* Your goal *
Please rewrite the entries below as a numbered list, leaving out any blank lines.

* Task data *

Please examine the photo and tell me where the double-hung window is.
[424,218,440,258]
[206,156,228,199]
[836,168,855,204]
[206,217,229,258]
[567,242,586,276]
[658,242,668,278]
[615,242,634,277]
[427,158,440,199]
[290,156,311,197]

* Correct answer *
1. Please examine the photo and tell me where the double-hung window is.
2. [424,218,440,258]
3. [206,156,228,199]
4. [836,168,855,204]
5. [206,217,229,258]
6. [567,242,586,276]
7. [658,242,668,278]
8. [615,242,634,277]
9. [427,158,440,199]
10. [290,156,311,197]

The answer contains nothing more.